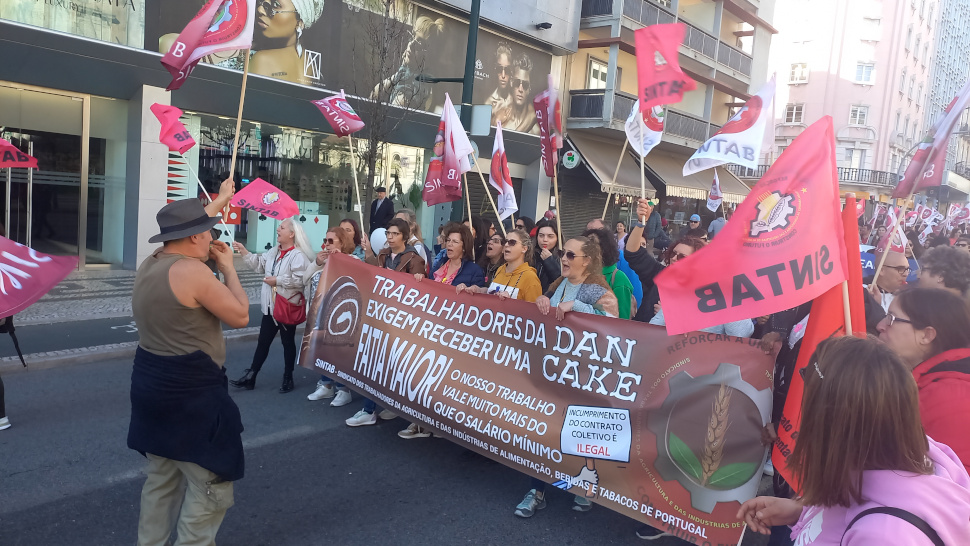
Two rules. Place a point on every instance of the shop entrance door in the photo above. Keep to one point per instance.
(43, 208)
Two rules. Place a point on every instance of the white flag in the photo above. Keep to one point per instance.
(715, 198)
(499, 177)
(739, 140)
(645, 134)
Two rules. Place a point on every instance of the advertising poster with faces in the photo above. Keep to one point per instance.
(332, 44)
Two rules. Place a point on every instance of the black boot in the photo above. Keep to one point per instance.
(247, 381)
(287, 383)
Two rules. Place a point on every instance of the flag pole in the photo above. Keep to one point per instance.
(616, 173)
(468, 201)
(353, 168)
(242, 100)
(489, 194)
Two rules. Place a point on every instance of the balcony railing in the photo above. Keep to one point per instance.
(846, 175)
(588, 104)
(738, 60)
(683, 125)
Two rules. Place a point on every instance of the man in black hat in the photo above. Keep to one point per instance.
(381, 210)
(182, 418)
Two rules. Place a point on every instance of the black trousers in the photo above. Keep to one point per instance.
(267, 332)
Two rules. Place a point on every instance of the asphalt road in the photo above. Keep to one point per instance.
(67, 477)
(59, 336)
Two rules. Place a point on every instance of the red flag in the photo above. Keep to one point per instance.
(173, 133)
(926, 168)
(451, 149)
(26, 275)
(221, 25)
(826, 319)
(658, 71)
(340, 114)
(266, 199)
(783, 246)
(11, 156)
(549, 117)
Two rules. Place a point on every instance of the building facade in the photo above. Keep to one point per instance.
(82, 76)
(725, 50)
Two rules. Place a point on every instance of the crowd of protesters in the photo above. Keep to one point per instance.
(883, 450)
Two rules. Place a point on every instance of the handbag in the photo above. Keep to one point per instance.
(285, 311)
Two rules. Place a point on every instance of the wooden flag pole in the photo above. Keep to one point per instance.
(353, 168)
(489, 194)
(616, 173)
(242, 100)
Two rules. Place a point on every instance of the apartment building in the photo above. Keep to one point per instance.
(725, 50)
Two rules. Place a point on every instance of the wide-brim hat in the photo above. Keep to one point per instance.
(182, 218)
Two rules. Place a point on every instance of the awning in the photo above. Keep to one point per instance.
(669, 169)
(601, 157)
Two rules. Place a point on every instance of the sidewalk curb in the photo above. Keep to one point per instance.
(84, 355)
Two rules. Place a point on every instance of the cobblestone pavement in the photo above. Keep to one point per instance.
(95, 294)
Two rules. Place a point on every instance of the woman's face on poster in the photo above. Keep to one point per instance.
(277, 19)
(520, 86)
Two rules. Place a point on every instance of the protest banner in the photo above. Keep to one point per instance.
(265, 199)
(662, 429)
(783, 246)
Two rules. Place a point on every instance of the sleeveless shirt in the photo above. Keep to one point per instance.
(165, 326)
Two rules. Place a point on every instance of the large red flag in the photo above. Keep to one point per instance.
(340, 114)
(451, 149)
(11, 156)
(549, 117)
(783, 246)
(926, 168)
(221, 25)
(26, 275)
(658, 71)
(827, 319)
(266, 199)
(173, 133)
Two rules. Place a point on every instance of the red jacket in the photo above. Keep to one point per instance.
(944, 400)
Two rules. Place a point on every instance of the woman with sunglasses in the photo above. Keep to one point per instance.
(515, 278)
(280, 24)
(459, 268)
(336, 241)
(929, 328)
(493, 257)
(546, 258)
(868, 473)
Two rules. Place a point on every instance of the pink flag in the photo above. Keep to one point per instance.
(173, 133)
(926, 168)
(451, 149)
(341, 116)
(26, 275)
(221, 25)
(548, 115)
(265, 199)
(11, 156)
(500, 178)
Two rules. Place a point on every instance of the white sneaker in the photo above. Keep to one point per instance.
(342, 399)
(362, 418)
(323, 391)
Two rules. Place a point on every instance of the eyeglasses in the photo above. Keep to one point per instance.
(524, 84)
(894, 319)
(273, 8)
(802, 371)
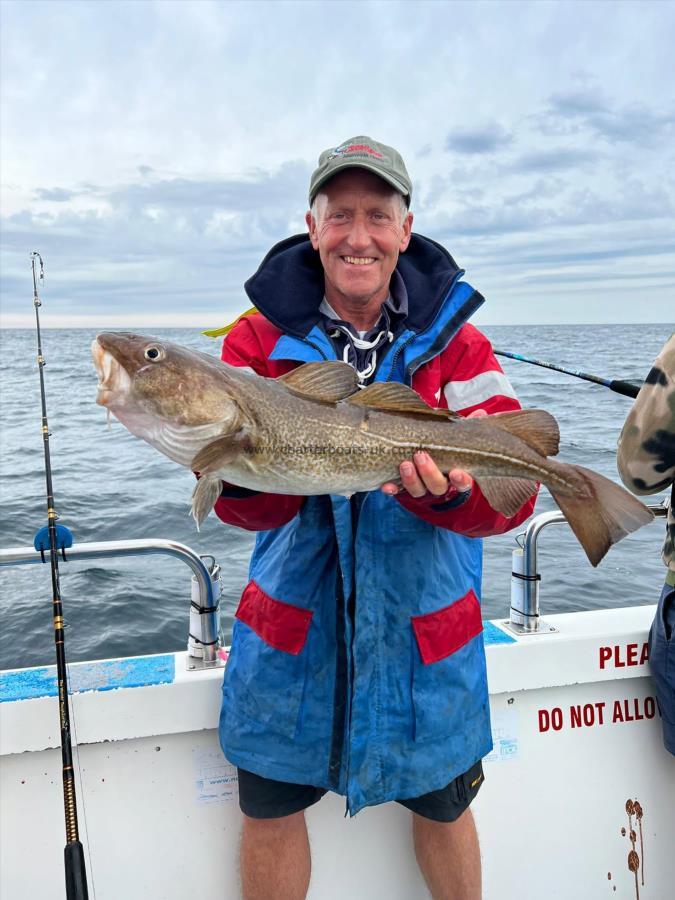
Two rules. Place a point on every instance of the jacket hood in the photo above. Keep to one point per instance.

**********

To do: From the line containing "the red jacket" through the last line of the material above, write out each line exactly, leaving aside all pictures.

Output:
Two rules. Place a point on every instance of the red jacket in the photo above. Keep to one point per instance.
(944, 400)
Two rules. Place a point on every instance of the woman with sunglasses in the photo above. Keep to one point per instance.
(515, 278)
(280, 24)
(459, 268)
(336, 241)
(929, 328)
(493, 257)
(546, 258)
(868, 473)
Two rules. Place a point on every instance of the pink flag in the photo above. Keep to one point per instance.
(173, 133)
(926, 168)
(451, 149)
(341, 116)
(26, 275)
(221, 25)
(548, 115)
(265, 199)
(11, 156)
(500, 178)
Two rules. Place a point on every instance of the white sneaker in the photo above. Keep to one point per instance.
(342, 399)
(362, 418)
(323, 391)
Two rules. Place a point on every instance of the eyeglasses in the photo above. Keep to one point per instance.
(524, 84)
(894, 319)
(273, 8)
(802, 371)
Two rules. Place a point on every instance of the jacket hood in the photo above. Keep to one point per instance.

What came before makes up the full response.